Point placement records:
- - - - - - -

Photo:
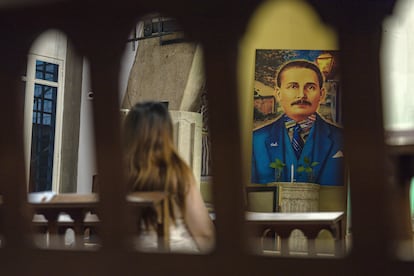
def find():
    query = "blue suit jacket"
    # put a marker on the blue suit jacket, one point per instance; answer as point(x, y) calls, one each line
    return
point(324, 145)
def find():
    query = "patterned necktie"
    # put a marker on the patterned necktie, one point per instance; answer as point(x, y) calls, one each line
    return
point(297, 141)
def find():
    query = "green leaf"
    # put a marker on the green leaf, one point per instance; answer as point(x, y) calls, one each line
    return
point(314, 163)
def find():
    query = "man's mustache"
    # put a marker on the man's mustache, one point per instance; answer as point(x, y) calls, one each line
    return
point(301, 102)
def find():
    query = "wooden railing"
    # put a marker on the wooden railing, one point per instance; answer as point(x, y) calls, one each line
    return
point(52, 217)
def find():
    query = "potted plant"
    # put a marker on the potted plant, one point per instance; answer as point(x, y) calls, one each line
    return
point(278, 166)
point(307, 167)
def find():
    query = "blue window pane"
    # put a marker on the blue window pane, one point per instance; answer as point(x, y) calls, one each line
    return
point(47, 71)
point(43, 137)
point(47, 106)
point(47, 119)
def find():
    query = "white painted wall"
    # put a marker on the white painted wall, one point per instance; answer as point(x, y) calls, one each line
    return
point(86, 162)
point(397, 58)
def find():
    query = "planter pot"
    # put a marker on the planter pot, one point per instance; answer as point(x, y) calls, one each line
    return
point(298, 197)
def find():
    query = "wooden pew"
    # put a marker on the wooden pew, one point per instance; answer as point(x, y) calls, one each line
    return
point(310, 223)
point(54, 214)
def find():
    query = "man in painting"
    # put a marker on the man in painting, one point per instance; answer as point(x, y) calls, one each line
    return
point(300, 137)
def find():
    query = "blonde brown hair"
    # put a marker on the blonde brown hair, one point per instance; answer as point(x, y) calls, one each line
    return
point(151, 160)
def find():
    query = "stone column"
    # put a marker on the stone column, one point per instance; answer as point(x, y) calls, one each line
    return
point(187, 139)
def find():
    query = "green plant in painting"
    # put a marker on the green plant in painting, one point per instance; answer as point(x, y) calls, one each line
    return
point(278, 166)
point(308, 167)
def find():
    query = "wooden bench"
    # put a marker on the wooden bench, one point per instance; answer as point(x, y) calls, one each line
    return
point(310, 223)
point(55, 213)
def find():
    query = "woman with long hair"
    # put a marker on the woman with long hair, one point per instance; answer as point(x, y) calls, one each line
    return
point(153, 164)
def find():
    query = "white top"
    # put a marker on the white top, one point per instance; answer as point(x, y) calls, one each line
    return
point(180, 239)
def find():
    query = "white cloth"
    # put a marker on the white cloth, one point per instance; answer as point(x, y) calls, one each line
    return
point(180, 239)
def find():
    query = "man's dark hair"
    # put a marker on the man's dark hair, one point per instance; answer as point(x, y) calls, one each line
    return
point(299, 63)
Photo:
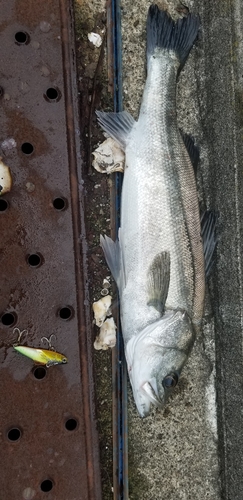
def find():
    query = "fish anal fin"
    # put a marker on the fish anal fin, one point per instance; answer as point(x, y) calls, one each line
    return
point(117, 125)
point(158, 281)
point(192, 149)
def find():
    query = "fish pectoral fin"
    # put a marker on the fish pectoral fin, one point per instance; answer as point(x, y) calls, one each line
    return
point(192, 150)
point(117, 125)
point(208, 232)
point(158, 281)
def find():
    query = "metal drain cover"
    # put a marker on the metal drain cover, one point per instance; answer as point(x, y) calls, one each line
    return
point(49, 446)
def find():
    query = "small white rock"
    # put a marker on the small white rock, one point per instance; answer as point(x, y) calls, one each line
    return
point(5, 178)
point(107, 337)
point(95, 39)
point(109, 157)
point(101, 309)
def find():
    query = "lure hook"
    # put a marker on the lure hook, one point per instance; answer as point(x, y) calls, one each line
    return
point(20, 334)
point(48, 340)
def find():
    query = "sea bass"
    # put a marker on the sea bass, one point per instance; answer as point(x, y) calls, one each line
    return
point(158, 260)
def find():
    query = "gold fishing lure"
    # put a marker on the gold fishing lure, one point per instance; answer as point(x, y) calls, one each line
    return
point(47, 357)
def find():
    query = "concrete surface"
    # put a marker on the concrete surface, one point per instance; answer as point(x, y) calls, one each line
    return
point(194, 448)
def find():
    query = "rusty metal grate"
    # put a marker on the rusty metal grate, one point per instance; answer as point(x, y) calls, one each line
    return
point(48, 435)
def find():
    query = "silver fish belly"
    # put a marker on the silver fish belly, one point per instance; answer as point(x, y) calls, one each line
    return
point(158, 262)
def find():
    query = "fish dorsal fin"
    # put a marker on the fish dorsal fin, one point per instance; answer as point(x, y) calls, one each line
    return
point(158, 281)
point(192, 149)
point(117, 125)
point(208, 232)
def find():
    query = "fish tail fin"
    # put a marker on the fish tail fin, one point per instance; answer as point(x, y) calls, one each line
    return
point(164, 33)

- - - - - - -

■ What to work on ■
Output all the lines of the entries above as a numbered list, leaving out blank lines and the pictures.

■ Complete output ■
1. Photo:
2. def find():
3.     query = "blue suit jacket"
4.     # put a marker on the blue suit jacket, one point per instance; answer as point(x, y) calls, one each line
5.     return
6. point(324, 145)
7. def find():
8.     query = "patterned necktie"
9.     # put a marker on the patterned necktie, one point per instance; answer as point(x, y) calls, one each line
10.     return
11. point(297, 141)
12. def find():
13.     query = "green leaf"
14.     # put a marker on the green leaf, one point per instance; answer as point(x, y) calls, one each line
15.     return
16. point(314, 163)
17. def find():
18.     query = "man's mustache"
19.     # put a marker on the man's mustache, one point per instance; answer as point(x, y) calls, one each line
20.     return
21. point(301, 102)
22. def find():
23.     query = "wooden railing"
24.     # put a marker on the wooden railing, one point per instance; answer as point(x, y) calls, one each line
25.     return
26. point(52, 217)
27. def find():
28.     query = "potted plant"
29.     # put a marker on the potted plant, one point per instance; answer as point(x, y) calls, one each line
30.     return
31. point(278, 166)
32. point(307, 167)
33. def find():
34.     query = "blue window pane"
35.     # put a marker on the blue window pane, one point per instance; answer as point(x, y) calls, one each line
36.     return
37. point(47, 71)
38. point(43, 137)
39. point(47, 106)
40. point(47, 119)
41. def find():
42.     query = "white painted wall"
43.     # put a marker on the white painted wall, one point per instance; answer as point(x, y) calls, one each line
44.     return
45. point(86, 162)
46. point(397, 58)
47. def find():
48.     query = "planter pot"
49.     # put a marker on the planter pot, one point per instance; answer as point(x, y) calls, one each line
50.     return
51. point(298, 197)
52. def find():
53.     query = "wooden pew"
54.     # put a marker on the wooden pew, one point per instance; answer as point(x, y) calls, one each line
55.     return
56. point(310, 223)
57. point(54, 214)
58. def find():
59.     query = "man in painting"
60.     # put a marker on the man in painting, one point per instance; answer as point(x, y) calls, one each line
61.     return
62. point(300, 137)
63. def find():
64.     query = "blonde brown hair"
65.     # put a marker on the blonde brown hair, one point per instance; answer as point(x, y) calls, one each line
66.     return
67. point(151, 160)
68. def find():
69.     query = "stone column"
70.     # put a marker on the stone column, one point per instance; answer as point(x, y) calls, one each line
71.     return
72. point(187, 139)
73. def find():
74.     query = "green plant in painting"
75.     # put a marker on the green plant in painting, one point per instance; answer as point(x, y) calls, one each line
76.     return
77. point(278, 166)
78. point(308, 167)
79. def find():
80.     query = "wooden bench"
81.     # put a marker on the wooden bench, one point per instance; answer as point(x, y) calls, one each line
82.     return
83. point(310, 223)
84. point(55, 213)
85. def find():
86.     query = "woman with long hair"
87.     # put a marker on the woman with long hair, one point per instance; answer as point(x, y) calls, one each line
88.     return
89. point(153, 164)
90. def find():
91.     query = "white top"
92.     # put a marker on the white top, one point per instance; answer as point(x, y) calls, one each line
93.     return
94. point(180, 239)
95. def find():
96.     query = "white cloth"
97.     # put a marker on the white cloth, one point per instance; answer as point(x, y) calls, one each line
98.     return
99. point(180, 239)
100. def find():
101.     query = "man's dark hair"
102.     # put a marker on the man's dark hair, one point per instance; answer as point(x, y) calls, one each line
103.     return
104. point(299, 63)
105. Photo:
106. def find():
107.     query = "fish anal fin"
108.     # put a marker on the fish anal fin, one point per instance; answer as point(x, y) calls, one each line
109.     return
110. point(117, 125)
111. point(158, 281)
112. point(192, 149)
113. def find():
114.     query = "fish pectoral fin"
115.     # put a marker on the fish pectoral fin, one point per instance; answer as point(x, y) calls, one each line
116.     return
117. point(192, 150)
118. point(117, 125)
119. point(208, 232)
120. point(158, 281)
121. def find():
122.     query = "metal drain cover"
123.     # put a marker on the metal drain cover, one point per instance; answer as point(x, y) calls, one each line
124.     return
125. point(49, 446)
126. def find():
127.     query = "small white rock"
128.     # put a marker on the small white rock, one point per instance; answer as point(x, y) calls, one each line
129.     return
130. point(5, 178)
131. point(107, 337)
132. point(95, 39)
133. point(109, 157)
134. point(101, 309)
135. def find():
136.     query = "lure hook"
137.     # put a marker on the lure hook, one point per instance; answer as point(x, y) calls, one each line
138.     return
139. point(20, 334)
140. point(48, 340)
141. def find():
142.     query = "sea bass"
143.     # put a marker on the sea bass, one point per instance; answer as point(x, y) calls, one each line
144.     return
145. point(158, 260)
146. def find():
147.     query = "gold fishing lure"
148.     # put a marker on the gold fishing lure, one point per instance; answer as point(x, y) calls, one each line
149.     return
150. point(47, 357)
151. def find():
152.     query = "concrete surface"
153.     # put a marker on the concrete surface, one point per instance; answer as point(x, y) calls, one each line
154.     return
155. point(194, 448)
156. def find():
157.     query = "rusty metal grate"
158.     # put a marker on the rusty metal grate, one point per instance; answer as point(x, y) calls, one each line
159.     return
160. point(48, 435)
161. def find():
162.     query = "silver fish belly"
163.     # put a marker on the silver fish belly, one point per instance; answer as point(x, y) calls, one each line
164.     return
165. point(158, 262)
166. def find():
167.     query = "fish dorsal fin"
168.     # put a marker on the fish dorsal fin, one point per instance; answer as point(x, y) calls, one each line
169.     return
170. point(158, 281)
171. point(192, 149)
172. point(117, 125)
173. point(208, 232)
174. def find():
175.     query = "fish tail fin"
176.     # put a marker on the fish tail fin, one point per instance; answer as point(x, y) calls, one each line
177.     return
178. point(164, 33)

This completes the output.